# TRECHO

━━━━

Templo religioso foi construído em apenas 12 horas. O motivo? Uma rixa
31º34'N, 74º19'L
Mesquita Shab Bhar
Lahore, Punjab, Paquistão
Que tal resolver uma treta religiosa territorial, em que dois grupos disputam até mesmo uma esquina? A fim de evitar uma onda de intolerância, é melhor buscar um juiz externo para arbitrar o caso. E, para vencer, forneça o melhor argumento. Ou melhor, construa.
Templos não precisam demorar séculos para ficarem prontos. Às vezes, dá para fazer da noite para o dia. Literalmente, pelo menos segundo o que se conta em Lahore.
Que lugar é esse?
Em urdu, idioma oficial do Paquistão, "shab bhar" significa algo como "a noite toda", "ao longo da noite". Esse é o nome pelo qual é conhecida uma pequena mesquita que se tornou um símbolo pitoresco das disputas sangrentas entre muçulmanos e hindus no Subcontinente Indiano.
Em dezembro de 1934, segundo o relato oral do zelador da mesquita, o bairro de Shah Alami, em Lahore, foi palco de uma pequena, mas simbólica, disputa étnica. O caso foi descrito no livro "The Mosques of Colonial South Asia", da historiadora Sana Haroon, professora da Universidade de Massachusetts, nos Estados Unidos.
Um muçulmano, dono de uma barraquinha de comida de rua, disputava o mesmo espaço com um concorrente, hindu. Nenhum dos dois tinha qualquer documentação que comprovasse a propriedade do terreno. Um magistrado teria, portanto, que julgar o caso.

━━━━

# Itens retirados de uma coleção

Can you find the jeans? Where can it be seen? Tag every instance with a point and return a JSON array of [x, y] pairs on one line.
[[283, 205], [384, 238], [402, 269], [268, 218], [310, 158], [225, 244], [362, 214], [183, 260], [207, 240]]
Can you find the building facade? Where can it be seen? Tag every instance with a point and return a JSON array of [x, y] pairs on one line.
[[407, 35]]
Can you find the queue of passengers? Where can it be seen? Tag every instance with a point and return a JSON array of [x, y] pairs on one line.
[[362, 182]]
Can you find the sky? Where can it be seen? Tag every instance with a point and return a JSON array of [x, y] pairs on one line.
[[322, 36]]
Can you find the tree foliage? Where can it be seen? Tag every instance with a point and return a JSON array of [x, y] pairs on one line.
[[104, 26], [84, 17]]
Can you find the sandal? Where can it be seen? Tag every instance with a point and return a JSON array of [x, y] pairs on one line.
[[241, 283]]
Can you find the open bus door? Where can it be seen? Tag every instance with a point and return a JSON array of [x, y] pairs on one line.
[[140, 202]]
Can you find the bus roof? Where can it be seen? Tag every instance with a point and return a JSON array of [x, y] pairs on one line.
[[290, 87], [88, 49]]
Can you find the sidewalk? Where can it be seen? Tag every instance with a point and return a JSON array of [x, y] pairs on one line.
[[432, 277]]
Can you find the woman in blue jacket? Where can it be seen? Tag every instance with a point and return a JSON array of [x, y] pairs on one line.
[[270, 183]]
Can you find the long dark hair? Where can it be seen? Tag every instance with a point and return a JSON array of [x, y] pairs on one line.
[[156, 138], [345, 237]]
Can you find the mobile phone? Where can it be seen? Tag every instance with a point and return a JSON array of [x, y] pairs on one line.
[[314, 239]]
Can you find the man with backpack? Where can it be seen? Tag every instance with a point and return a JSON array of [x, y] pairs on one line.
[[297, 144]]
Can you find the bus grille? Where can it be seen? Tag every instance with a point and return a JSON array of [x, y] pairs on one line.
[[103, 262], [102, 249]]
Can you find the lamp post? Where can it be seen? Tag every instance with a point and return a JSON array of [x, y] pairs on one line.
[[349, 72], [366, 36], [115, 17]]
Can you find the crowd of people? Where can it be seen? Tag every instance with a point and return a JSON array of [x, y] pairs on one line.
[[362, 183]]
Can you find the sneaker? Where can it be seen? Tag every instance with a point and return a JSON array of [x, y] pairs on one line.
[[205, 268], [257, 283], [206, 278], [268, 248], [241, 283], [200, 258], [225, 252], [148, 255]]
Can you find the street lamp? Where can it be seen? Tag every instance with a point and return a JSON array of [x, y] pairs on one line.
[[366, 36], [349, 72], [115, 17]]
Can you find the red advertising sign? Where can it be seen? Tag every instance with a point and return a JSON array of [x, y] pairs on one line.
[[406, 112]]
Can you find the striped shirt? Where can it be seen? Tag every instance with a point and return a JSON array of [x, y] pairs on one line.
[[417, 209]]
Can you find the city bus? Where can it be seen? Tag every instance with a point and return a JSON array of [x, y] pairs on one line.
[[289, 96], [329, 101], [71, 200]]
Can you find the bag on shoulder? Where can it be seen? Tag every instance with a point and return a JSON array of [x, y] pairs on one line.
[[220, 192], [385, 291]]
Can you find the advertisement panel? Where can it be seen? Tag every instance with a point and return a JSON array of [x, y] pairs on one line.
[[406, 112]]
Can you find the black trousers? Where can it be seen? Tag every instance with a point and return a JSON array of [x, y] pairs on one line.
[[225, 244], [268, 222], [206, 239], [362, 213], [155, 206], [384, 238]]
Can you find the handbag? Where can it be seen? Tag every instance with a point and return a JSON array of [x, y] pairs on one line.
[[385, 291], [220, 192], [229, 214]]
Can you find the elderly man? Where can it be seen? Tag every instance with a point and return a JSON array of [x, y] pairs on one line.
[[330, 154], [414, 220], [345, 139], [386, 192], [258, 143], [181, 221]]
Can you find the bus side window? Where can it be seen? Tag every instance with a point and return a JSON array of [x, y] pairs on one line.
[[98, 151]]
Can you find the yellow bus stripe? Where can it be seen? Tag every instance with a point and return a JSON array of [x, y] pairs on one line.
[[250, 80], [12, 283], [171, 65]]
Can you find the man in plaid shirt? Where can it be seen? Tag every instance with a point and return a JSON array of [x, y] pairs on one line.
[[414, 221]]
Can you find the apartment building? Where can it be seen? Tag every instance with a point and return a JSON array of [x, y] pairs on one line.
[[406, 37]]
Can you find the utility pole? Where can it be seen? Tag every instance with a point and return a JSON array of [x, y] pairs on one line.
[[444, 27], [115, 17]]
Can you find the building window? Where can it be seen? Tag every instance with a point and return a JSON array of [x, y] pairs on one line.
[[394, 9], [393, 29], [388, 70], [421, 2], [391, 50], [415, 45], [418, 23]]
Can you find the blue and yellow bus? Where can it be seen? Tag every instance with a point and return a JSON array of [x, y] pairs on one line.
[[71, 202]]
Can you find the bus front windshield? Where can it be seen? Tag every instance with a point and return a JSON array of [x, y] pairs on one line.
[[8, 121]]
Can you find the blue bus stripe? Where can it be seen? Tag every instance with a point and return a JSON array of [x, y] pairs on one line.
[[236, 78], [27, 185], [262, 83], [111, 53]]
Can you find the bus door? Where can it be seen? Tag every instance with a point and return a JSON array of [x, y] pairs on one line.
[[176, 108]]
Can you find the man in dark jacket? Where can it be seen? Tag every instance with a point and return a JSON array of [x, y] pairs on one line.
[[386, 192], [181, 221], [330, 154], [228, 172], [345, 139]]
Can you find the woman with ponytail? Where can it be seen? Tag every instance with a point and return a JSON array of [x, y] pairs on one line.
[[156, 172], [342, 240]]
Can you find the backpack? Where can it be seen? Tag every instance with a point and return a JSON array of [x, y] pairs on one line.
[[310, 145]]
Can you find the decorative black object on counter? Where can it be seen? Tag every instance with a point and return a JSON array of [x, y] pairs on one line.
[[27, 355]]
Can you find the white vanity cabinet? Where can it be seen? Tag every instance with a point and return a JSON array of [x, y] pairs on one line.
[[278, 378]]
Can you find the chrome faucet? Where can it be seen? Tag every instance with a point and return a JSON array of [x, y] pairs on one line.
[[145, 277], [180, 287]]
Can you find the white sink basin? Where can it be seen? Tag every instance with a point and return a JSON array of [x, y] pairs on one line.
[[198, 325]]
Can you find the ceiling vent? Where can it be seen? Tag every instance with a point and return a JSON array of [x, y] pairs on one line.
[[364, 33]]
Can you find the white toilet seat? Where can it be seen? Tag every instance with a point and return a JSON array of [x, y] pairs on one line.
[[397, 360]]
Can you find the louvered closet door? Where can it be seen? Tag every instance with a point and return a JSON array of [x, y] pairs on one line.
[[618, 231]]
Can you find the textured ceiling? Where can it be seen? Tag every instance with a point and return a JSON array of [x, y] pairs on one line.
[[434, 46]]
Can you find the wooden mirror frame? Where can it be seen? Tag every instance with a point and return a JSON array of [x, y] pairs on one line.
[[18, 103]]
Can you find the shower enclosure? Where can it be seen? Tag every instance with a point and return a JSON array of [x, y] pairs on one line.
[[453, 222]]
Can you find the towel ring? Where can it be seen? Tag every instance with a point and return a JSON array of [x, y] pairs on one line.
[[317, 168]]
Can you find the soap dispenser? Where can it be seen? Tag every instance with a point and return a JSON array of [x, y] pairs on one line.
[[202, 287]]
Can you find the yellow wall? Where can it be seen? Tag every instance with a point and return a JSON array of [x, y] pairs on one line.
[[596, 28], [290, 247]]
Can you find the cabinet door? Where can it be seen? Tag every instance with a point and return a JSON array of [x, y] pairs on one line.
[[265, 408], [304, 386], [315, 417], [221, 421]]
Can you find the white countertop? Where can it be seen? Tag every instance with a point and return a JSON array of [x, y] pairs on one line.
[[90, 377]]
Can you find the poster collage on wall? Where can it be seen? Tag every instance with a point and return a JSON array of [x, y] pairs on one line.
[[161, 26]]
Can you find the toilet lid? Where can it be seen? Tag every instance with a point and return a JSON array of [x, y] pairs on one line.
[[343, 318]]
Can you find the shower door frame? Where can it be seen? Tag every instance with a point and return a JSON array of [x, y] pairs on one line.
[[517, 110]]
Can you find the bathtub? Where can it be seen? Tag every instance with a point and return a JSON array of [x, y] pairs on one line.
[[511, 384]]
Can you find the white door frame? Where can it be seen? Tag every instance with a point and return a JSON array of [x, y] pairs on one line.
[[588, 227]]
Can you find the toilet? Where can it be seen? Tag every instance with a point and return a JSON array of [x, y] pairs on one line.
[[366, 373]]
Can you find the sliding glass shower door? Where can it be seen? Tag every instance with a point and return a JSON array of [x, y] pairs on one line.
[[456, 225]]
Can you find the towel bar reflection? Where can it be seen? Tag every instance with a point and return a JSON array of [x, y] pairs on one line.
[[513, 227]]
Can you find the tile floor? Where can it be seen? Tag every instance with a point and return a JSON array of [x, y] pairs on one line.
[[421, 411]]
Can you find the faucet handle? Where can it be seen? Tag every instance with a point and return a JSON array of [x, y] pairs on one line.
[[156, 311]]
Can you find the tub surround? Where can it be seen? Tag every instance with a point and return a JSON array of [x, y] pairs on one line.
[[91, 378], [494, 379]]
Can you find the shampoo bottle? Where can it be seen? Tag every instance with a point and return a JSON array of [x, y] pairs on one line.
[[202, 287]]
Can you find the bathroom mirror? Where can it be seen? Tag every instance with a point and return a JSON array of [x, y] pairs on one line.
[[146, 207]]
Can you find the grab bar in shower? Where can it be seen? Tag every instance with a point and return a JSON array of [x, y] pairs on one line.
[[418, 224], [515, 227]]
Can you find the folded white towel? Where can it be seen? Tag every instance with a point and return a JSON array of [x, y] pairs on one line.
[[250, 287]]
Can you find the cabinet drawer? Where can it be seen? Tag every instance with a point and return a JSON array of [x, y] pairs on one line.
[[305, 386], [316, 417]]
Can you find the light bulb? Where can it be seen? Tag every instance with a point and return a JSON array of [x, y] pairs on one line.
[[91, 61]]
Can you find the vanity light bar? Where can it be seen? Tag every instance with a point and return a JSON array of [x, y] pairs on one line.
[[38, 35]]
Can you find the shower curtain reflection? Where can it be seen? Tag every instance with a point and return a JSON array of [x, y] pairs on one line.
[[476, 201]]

━━━━

# INSTRUÇÃO 1
Copie, por favor, a parte do trecho sobre a mesquita Shab Bhar que começa nas palavras "Templos não precisam" e termina em "nos Estados Unidos.".
# INSTRUÇÃO 2
Indique se cada afirmação concorda com o trecho sobre a mesquita Shab Bhar, respondendo sim ou não e citando literalmente as palavras do trecho que decidem a resposta: (a) Em urdu, "shab bhar" significa algo como "a noite toda". (b) O comerciante hindu tinha documentos que comprovavam a propriedade do terreno. (c) A disputa aconteceu em dezembro de 1934, no bairro de Shah Alami.
Os itens são um material à parte, independente do trecho.

# RESULTADO DA TAREFA 1
Templos não precisam demorar séculos para ficarem prontos. Às vezes, dá para fazer da noite para o dia. Literalmente, pelo menos segundo o que se conta em Lahore.
Que lugar é esse?
Em urdu, idioma oficial do Paquistão, "shab bhar" significa algo como "a noite toda", "ao longo da noite". Esse é o nome pelo qual é conhecida uma pequena mesquita que se tornou um símbolo pitoresco das disputas sangrentas entre muçulmanos e hindus no Subcontinente Indiano.
Em dezembro de 1934, segundo o relato oral do zelador da mesquita, o bairro de Shah Alami, em Lahore, foi palco de uma pequena, mas simbólica, disputa étnica. O caso foi descrito no livro "The Mosques of Colonial South Asia", da historiadora Sana Haroon, professora da Universidade de Massachusetts, nos Estados Unidos.

# RESULTADO DA TAREFA 2
(a) Sim: "Em urdu, idioma oficial do Paquistão, "shab bhar" significa algo como "a noite toda", "ao longo da noite"."
(b) Não: "Nenhum dos dois tinha qualquer documentação que comprovasse a propriedade do terreno."
(c) Sim: "Em dezembro de 1934, segundo o relato oral do zelador da mesquita, o bairro de Shah Alami, em Lahore, foi palco de uma pequena, mas simbólica, disputa étnica."